WORK REQUIRED> Make an exact copy of every entry below, with the pictures left out.

"""

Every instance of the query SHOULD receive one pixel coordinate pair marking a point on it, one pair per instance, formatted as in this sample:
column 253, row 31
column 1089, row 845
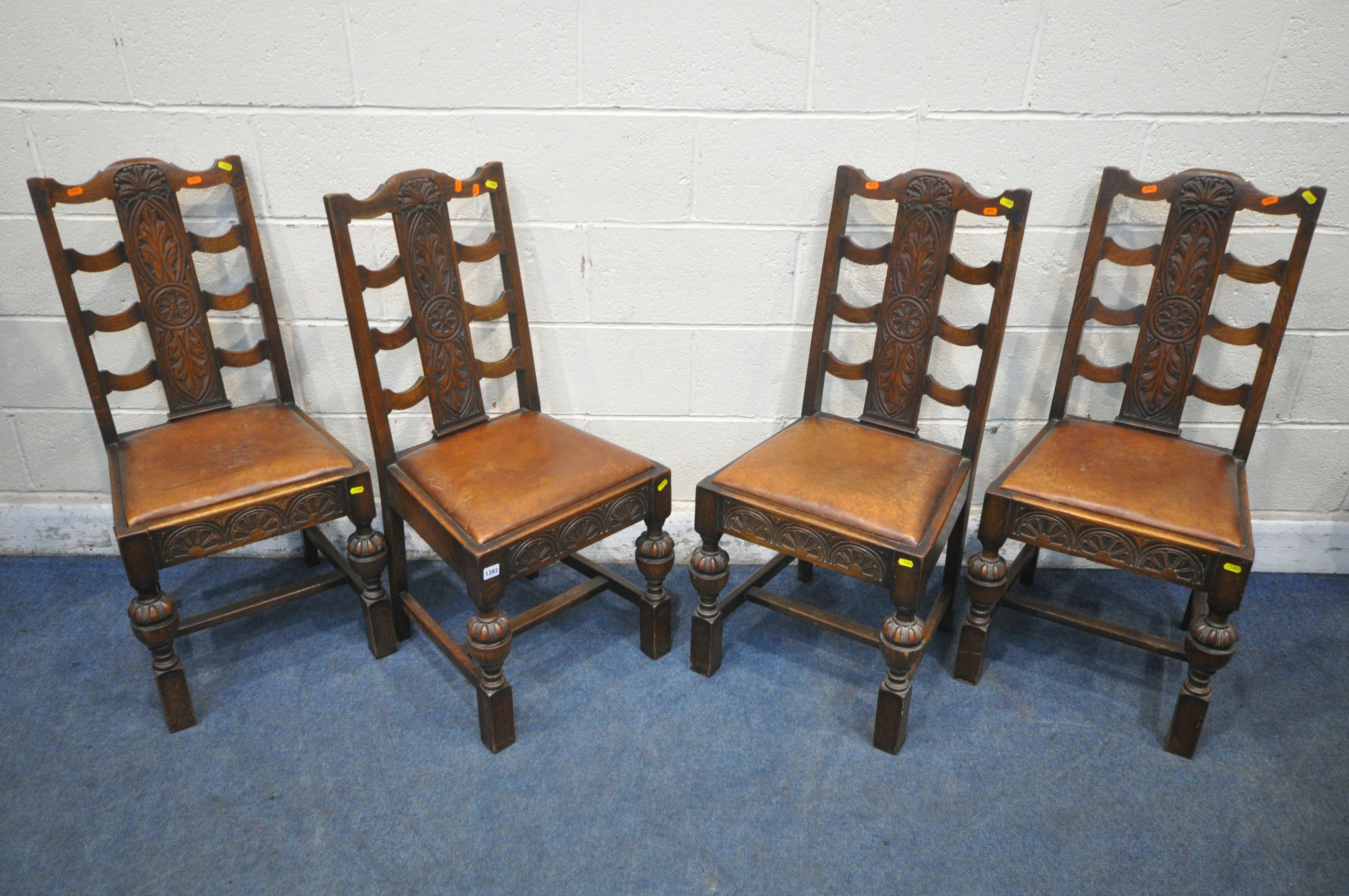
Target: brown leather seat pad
column 837, row 470
column 1140, row 477
column 513, row 470
column 208, row 459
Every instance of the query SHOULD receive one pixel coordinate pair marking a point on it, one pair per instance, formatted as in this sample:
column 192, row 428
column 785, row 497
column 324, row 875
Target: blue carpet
column 317, row 770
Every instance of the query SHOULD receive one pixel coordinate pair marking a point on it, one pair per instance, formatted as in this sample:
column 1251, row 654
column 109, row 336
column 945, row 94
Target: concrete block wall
column 671, row 168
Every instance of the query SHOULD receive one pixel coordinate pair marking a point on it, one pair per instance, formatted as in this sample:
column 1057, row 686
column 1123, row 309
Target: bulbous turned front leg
column 1209, row 646
column 903, row 646
column 154, row 621
column 985, row 581
column 655, row 561
column 489, row 641
column 710, row 570
column 367, row 555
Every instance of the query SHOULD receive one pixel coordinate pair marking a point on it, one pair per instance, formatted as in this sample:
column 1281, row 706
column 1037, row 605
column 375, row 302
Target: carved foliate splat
column 438, row 304
column 1189, row 264
column 171, row 297
column 910, row 303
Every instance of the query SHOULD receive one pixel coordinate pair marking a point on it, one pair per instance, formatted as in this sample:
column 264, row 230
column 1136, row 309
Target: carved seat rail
column 428, row 262
column 189, row 513
column 516, row 547
column 172, row 304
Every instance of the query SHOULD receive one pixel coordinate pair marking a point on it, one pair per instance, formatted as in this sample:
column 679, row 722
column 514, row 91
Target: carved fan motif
column 1178, row 305
column 804, row 542
column 161, row 261
column 436, row 301
column 911, row 300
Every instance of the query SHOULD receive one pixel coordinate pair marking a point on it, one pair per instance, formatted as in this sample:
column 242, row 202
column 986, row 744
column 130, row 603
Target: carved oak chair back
column 918, row 260
column 910, row 497
column 1161, row 523
column 412, row 479
column 172, row 501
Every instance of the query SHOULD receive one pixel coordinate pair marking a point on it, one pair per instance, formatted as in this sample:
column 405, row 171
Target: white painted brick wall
column 671, row 171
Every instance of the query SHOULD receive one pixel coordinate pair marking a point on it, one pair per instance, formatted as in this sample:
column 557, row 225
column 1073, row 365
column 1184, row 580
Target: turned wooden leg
column 367, row 555
column 709, row 570
column 1209, row 646
column 954, row 559
column 397, row 573
column 902, row 646
column 312, row 557
column 154, row 621
column 1028, row 570
column 655, row 561
column 489, row 641
column 985, row 581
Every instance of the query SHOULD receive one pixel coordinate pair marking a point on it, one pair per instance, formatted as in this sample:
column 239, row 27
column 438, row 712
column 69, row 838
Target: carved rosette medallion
column 911, row 300
column 1109, row 547
column 1189, row 264
column 803, row 542
column 251, row 524
column 573, row 535
column 176, row 314
column 438, row 305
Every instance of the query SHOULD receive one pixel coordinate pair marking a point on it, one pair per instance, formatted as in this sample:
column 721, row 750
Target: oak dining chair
column 1132, row 493
column 868, row 497
column 502, row 497
column 212, row 477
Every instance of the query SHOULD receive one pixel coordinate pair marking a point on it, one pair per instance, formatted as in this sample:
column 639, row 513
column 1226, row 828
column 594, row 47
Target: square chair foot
column 177, row 699
column 497, row 718
column 969, row 655
column 656, row 629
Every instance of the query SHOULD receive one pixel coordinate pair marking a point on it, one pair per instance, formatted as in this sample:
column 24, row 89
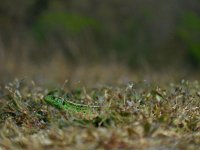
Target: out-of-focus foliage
column 189, row 32
column 132, row 32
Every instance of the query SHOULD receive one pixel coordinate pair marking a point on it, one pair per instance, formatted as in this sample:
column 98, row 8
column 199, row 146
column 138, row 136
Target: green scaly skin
column 62, row 104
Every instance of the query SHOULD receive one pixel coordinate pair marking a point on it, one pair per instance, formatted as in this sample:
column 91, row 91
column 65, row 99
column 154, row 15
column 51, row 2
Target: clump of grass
column 133, row 116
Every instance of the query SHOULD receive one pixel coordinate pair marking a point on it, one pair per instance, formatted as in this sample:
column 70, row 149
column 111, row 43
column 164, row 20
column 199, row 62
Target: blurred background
column 93, row 40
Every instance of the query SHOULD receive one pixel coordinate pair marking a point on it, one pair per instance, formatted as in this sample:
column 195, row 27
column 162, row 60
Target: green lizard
column 62, row 104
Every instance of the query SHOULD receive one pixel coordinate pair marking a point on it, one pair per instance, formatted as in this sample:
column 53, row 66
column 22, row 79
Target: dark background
column 54, row 38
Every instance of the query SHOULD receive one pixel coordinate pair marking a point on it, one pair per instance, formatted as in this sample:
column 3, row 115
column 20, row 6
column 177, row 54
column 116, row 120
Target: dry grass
column 138, row 115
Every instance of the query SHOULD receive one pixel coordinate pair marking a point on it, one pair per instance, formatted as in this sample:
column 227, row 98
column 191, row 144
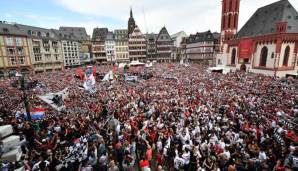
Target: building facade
column 84, row 42
column 121, row 45
column 151, row 46
column 14, row 51
column 131, row 23
column 110, row 47
column 70, row 49
column 177, row 39
column 98, row 44
column 137, row 45
column 164, row 45
column 200, row 48
column 267, row 43
column 45, row 48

"""

SOLUTION TO THIS EXERCISE>
Every instance of the query SHOULD receive one pixel coordinate pair marking a point on it, one pair per instance, formatted as in this sample:
column 253, row 31
column 1089, row 845
Target: brown leather seat pad
column 837, row 470
column 1140, row 477
column 513, row 470
column 208, row 459
Every instance of the query SHOULD receive one pixel coordinate pair marking a point on it, one pair per instance, formatted as in this sample:
column 192, row 428
column 785, row 497
column 324, row 875
Target: blue carpet
column 317, row 770
Every instance of the query SHOULD receive one pixel coordinate pair marking a point on it, one pair per instance, formatted as in this sample:
column 1251, row 654
column 109, row 336
column 945, row 94
Target: concrete block wall
column 671, row 168
Every instance of the query SHOULD receive one pixel coordinate pair marking a point on it, one pair per instance, formatted as in this sample:
column 1057, row 686
column 1123, row 309
Target: bulbous turned front leg
column 1209, row 646
column 903, row 646
column 154, row 621
column 985, row 581
column 655, row 561
column 489, row 641
column 710, row 570
column 367, row 555
Every instance of the query SHOULD receive one pixel coordinate pair marking a point on it, one pair per instance, formatted as in this sample:
column 1281, row 706
column 1037, row 605
column 375, row 302
Target: carved foliate splat
column 438, row 304
column 1189, row 264
column 171, row 297
column 910, row 303
Every instance of the query SHOULD receive one pixel coordinate pair marking a point on it, one pair per instance, formatted as in this sample:
column 264, row 230
column 1136, row 309
Target: carved seat rail
column 428, row 262
column 189, row 513
column 516, row 547
column 172, row 304
Every instance of the query SHOULD receive one pixel coordinate pair marking a point on it, one pair per instance, formatted as in this sample:
column 679, row 722
column 514, row 91
Target: carved fan motif
column 1178, row 305
column 804, row 542
column 161, row 261
column 436, row 301
column 911, row 300
Every instance of the query SHOULD receive one pixel coordinate pair marking a point on it, one pair per instance, formatted as in this sample:
column 242, row 202
column 986, row 744
column 130, row 603
Target: carved oak chair back
column 918, row 260
column 910, row 497
column 1161, row 523
column 412, row 479
column 172, row 501
Every instance of the query SHOULD receive one pixel coordinate pair marking a point on it, one pair per instance, formatted as in this sample:
column 405, row 171
Target: white painted brick wall
column 671, row 171
Every instance of the query SHOULD receive one pixel coordinate pair marking a point on it, one pair per instance, formatted as in this sample:
column 557, row 225
column 1073, row 365
column 1184, row 580
Target: turned wooden leg
column 367, row 555
column 709, row 570
column 1209, row 646
column 954, row 559
column 397, row 573
column 902, row 646
column 312, row 557
column 154, row 621
column 1028, row 570
column 655, row 561
column 489, row 641
column 985, row 581
Every instance of the query SHOULD receive one pixel coordinate pair marking a point on it, one pair per instance, formatted as in this sample:
column 239, row 27
column 438, row 712
column 69, row 838
Target: carved rosette medallion
column 911, row 300
column 1109, row 547
column 1189, row 264
column 803, row 542
column 251, row 524
column 573, row 535
column 176, row 314
column 438, row 305
Every instance of the query SHOULD receive one pixel coordinate pair marking a point on it, one pair per instance, formatted as in this sample:
column 721, row 750
Target: oak dining chair
column 1132, row 493
column 868, row 497
column 502, row 497
column 212, row 477
Every instance of the query SHOULD receive one pixel coordinate pair marking a point on it, one pair per instance, formatted as in this sample:
column 639, row 513
column 1226, row 828
column 594, row 47
Target: square chair foot
column 177, row 699
column 497, row 718
column 969, row 655
column 656, row 629
Every instance of the query SHOULD receive one pixel coordinate pair marking a point on it, one pair per instance, formatted as in this sample:
column 24, row 89
Target: out-of-focus foliage
column 189, row 32
column 132, row 32
Every instance of the query SHOULD receive one pixel coordinate pair marking a point on it, one pair per instance, formatted as in this sample:
column 98, row 8
column 199, row 146
column 138, row 136
Target: green scaly skin
column 62, row 104
Every instance of the query SHOULD receive one pixel coordinate pair marking a point on it, one pair per instance, formatted as in this sample:
column 91, row 91
column 65, row 99
column 154, row 15
column 51, row 2
Target: clump of grass
column 133, row 116
Every instance of the query SHOULD receive one pixel coordinate pair marking a point on it, one pair per instance, formatted as in this sample:
column 70, row 149
column 111, row 43
column 164, row 20
column 199, row 62
Target: blurred background
column 93, row 40
Every instance of the query SHOULD receive one pixel coordinate pair marking a point on it, one pair per instance, formatted as in this sample:
column 195, row 27
column 162, row 60
Target: green lizard
column 62, row 104
Every instance of the query SHOULD receive one pixel coordinate pair marking a point on it, one pair per instance, formatted as in this sample:
column 53, row 66
column 22, row 79
Target: dark background
column 54, row 38
Every instance of the query SHOULD receive one pixel coordinate pair marking a point on it, one pair per instance, formatted as in this sample:
column 3, row 115
column 20, row 6
column 177, row 54
column 116, row 120
Target: dry grass
column 138, row 115
Every instance of the query SHOULD receive one pixel coordinate pair marking a point on it, one pair per instance, formatted as in this sample:
column 227, row 98
column 191, row 144
Target: building facade
column 84, row 42
column 121, row 45
column 151, row 46
column 14, row 51
column 131, row 23
column 110, row 47
column 70, row 49
column 177, row 39
column 98, row 44
column 137, row 45
column 164, row 45
column 200, row 48
column 267, row 43
column 45, row 48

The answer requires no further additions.